* _Instructions for the task_
Would you set down all of the entries below exactly as they stand?

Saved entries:
___

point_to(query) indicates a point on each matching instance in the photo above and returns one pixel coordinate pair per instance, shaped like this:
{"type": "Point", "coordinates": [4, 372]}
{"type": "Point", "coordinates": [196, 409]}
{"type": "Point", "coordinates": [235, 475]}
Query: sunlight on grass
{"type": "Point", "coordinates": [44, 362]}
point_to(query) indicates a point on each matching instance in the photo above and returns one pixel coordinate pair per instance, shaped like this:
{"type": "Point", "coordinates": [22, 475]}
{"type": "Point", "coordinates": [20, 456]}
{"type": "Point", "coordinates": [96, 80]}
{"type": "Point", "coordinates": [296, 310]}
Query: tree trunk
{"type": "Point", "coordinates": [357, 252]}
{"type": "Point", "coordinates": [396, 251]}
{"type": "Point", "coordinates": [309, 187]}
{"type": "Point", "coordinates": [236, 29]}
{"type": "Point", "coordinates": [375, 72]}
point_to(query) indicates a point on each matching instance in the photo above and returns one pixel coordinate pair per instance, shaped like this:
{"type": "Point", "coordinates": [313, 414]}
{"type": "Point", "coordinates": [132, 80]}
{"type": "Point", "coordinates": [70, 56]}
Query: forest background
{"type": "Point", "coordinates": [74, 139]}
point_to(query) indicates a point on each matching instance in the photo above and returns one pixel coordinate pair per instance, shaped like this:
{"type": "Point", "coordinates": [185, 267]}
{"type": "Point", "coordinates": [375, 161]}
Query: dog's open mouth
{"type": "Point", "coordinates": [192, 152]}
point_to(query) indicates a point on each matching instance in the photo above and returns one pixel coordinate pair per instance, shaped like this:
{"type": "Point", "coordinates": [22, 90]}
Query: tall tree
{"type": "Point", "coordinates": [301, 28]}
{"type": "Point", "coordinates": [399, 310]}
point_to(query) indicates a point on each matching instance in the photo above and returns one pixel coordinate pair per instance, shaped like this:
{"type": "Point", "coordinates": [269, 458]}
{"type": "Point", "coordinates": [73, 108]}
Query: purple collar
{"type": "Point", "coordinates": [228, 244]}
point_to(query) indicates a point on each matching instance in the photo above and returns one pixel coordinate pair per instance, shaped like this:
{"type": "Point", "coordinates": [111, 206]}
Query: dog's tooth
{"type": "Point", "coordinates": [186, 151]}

___

* _Result for this exercise_
point_to(query) indicates a point on each matching instance in the photo above and returns one pixel coordinate pair per instance, shaped like this:
{"type": "Point", "coordinates": [4, 372]}
{"type": "Point", "coordinates": [196, 409]}
{"type": "Point", "coordinates": [235, 475]}
Query: sunlight on grass
{"type": "Point", "coordinates": [44, 362]}
point_to(query) indicates a point on each matching instance in the photo above and returns one pixel coordinate pair per instance, shaped like this:
{"type": "Point", "coordinates": [22, 475]}
{"type": "Point", "coordinates": [20, 456]}
{"type": "Point", "coordinates": [96, 80]}
{"type": "Point", "coordinates": [296, 310]}
Query: tree trunk
{"type": "Point", "coordinates": [357, 252]}
{"type": "Point", "coordinates": [396, 251]}
{"type": "Point", "coordinates": [309, 187]}
{"type": "Point", "coordinates": [236, 29]}
{"type": "Point", "coordinates": [375, 72]}
point_to(query) indicates a point on each matching instance in the photo above and returns one pixel coordinate pair per instance, shaped like this:
{"type": "Point", "coordinates": [313, 414]}
{"type": "Point", "coordinates": [132, 80]}
{"type": "Point", "coordinates": [70, 56]}
Query: forest background
{"type": "Point", "coordinates": [74, 139]}
point_to(query) indicates a point on each matching instance in the photo above and returns one pixel coordinate pair per instance, shaped like this:
{"type": "Point", "coordinates": [185, 267]}
{"type": "Point", "coordinates": [375, 161]}
Query: dog's open mouth
{"type": "Point", "coordinates": [192, 152]}
point_to(query) indicates a point on each matching instance in the photo above and returns one pixel coordinate pair per instance, shaped like this:
{"type": "Point", "coordinates": [22, 90]}
Query: tall tree
{"type": "Point", "coordinates": [301, 28]}
{"type": "Point", "coordinates": [399, 310]}
point_to(query) indicates a point on each matching instance in the photo above and returns one pixel coordinate pair per instance, shaped like this:
{"type": "Point", "coordinates": [269, 458]}
{"type": "Point", "coordinates": [73, 108]}
Query: purple collar
{"type": "Point", "coordinates": [228, 244]}
point_to(query) indicates a point on each matching instance in the photo above and returns one pixel coordinate pair per instance, shaped like this:
{"type": "Point", "coordinates": [111, 206]}
Query: dog's tooth
{"type": "Point", "coordinates": [186, 151]}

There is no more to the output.